*Alıştırmalar ve Görevler*
a. Punk üzerine yapılan söyleşide geçen "Karşı koymak, bir duruş olarak her zaman var olacaktır." cümlesini İngilizceye çevirin.
b. Punk üzerine yapılan söyleşiden bir bölümü değiştirmeden geri verin. Bölüm, "Tolga: Punk güzel" sözcüklerinin bulunduğu yerden başlasın ve "yani direnmek demek." sözcüklerinden sonra bitsin.
c. Punk üzerine yapılan söyleşiyi kaldığı yerden ileriye taşıyın.

*Verilen Metin*
^^^^^^^^^^^^^^^^
Tolga: Punk güzel bir fikirdi ve bu fikir hâlâ hayatta… Önerisi şuydu; kendin yap, kendi kendine yap. Bu bir sounda hapsolmak demek değildi. “Do it yourself” fikri yeşerdi ve punk’ı artık sinemada, edebiyatta, grafitide, modada ya da müziğin herhangi bir tarzında görmek mümkün. Karşı koymak, bir duruş olarak her zaman var olacaktır. Bu insanın hayatta kalma biçimi, yani direnmek demek.
Direnmek zaten şarkılarınızda da öne çıkan meselelerden biri. Şarkılarınızda işlediğiniz çevresel sorunlar, küreselleşen ekonomi, sistem, hak, hukuk, sansür, savaşlara karşı tutumunuz zaten karşı çıkışın merkezinde yer alıyor. Dünden bugüne dile getirdiğiniz meseleler katlanarak şiddetini artırmış durumda. Ve her anlamda bir şiddet sarmalının içindeyiz. Nasıl hissediyorsunuz kendinizi?
^^^^^^^^^^^^^^^^
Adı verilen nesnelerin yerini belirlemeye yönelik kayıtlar
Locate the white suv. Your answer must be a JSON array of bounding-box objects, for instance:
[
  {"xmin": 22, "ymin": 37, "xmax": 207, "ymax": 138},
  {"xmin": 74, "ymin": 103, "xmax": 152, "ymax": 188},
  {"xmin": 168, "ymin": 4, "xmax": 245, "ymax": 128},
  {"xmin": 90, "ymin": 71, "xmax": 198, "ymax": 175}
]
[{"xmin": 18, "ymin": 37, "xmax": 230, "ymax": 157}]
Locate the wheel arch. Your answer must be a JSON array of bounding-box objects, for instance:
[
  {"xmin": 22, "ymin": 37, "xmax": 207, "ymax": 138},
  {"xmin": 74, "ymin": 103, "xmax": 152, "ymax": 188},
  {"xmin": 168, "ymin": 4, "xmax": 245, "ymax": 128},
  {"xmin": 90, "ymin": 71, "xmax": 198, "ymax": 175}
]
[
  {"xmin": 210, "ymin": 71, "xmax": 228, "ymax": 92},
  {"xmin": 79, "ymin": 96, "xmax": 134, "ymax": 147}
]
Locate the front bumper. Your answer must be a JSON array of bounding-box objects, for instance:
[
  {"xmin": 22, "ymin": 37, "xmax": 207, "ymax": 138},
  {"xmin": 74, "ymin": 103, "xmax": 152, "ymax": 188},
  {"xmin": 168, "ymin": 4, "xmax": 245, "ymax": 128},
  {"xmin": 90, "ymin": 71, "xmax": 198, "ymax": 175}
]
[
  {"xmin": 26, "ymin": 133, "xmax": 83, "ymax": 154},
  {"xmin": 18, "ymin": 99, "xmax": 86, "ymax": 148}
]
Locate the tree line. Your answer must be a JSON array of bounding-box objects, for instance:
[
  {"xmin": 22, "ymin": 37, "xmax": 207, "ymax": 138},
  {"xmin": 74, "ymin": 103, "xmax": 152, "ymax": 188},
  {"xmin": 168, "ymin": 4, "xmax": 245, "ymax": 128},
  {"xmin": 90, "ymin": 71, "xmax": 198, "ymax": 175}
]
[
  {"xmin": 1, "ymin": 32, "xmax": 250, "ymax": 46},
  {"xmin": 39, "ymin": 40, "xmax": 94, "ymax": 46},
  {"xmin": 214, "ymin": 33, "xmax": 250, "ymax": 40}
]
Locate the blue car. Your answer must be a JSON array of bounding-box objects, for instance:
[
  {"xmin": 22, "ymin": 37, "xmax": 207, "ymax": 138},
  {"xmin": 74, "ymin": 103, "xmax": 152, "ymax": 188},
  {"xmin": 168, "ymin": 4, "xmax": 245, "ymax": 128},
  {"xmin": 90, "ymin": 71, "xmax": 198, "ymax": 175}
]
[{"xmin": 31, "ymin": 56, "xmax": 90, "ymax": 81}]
^^^^^^^^^^^^^^^^
*Görevlere Göre Yanıtlar*
a. Resistance, as a stance, will always exist.

b.
Tolga: Punk güzel bir fikirdi ve bu fikir hâlâ hayatta… Önerisi şuydu; kendin yap, kendi kendine yap. Bu bir sounda hapsolmak demek değildi. “Do it yourself” fikri yeşerdi ve punk’ı artık sinemada, edebiyatta, grafitide, modada ya da müziğin herhangi bir tarzında görmek mümkün. Karşı koymak, bir duruş olarak her zaman var olacaktır. Bu insanın hayatta kalma biçimi, yani direnmek demek.

c.
Oğuz: Bazen çaresiz hissettiğiniz anlar olmuştur; şimdi sürekli bu duyguyla yaşamaya mecbur bırakıldık.
Tolga: Biz evrensel doğruları savunduk. Yaşadığımız toplumda gördüğümüz yanlışlıklarla, kendi kaba saba genç ve dinamik karşı koyuşumuzla başa çıkmaya çalıştık. Bir sonuca varmak gibi bir gayemiz olmadı hiç; o yüzden Rashit’in mücadelesini kaybettiğimiz bir savaş gibi asla görmedim. Biz vardık ve bu toplum bizi istemiyordu. Bir varoluş mücadelesi verdik, hâlâ da aynı mücadele içindeyiz. Biz bir geleneğin parçalarıyız; belki binlerce yıl daha sürecek bir mücadelenin… Kalbimiz soldan attı hep.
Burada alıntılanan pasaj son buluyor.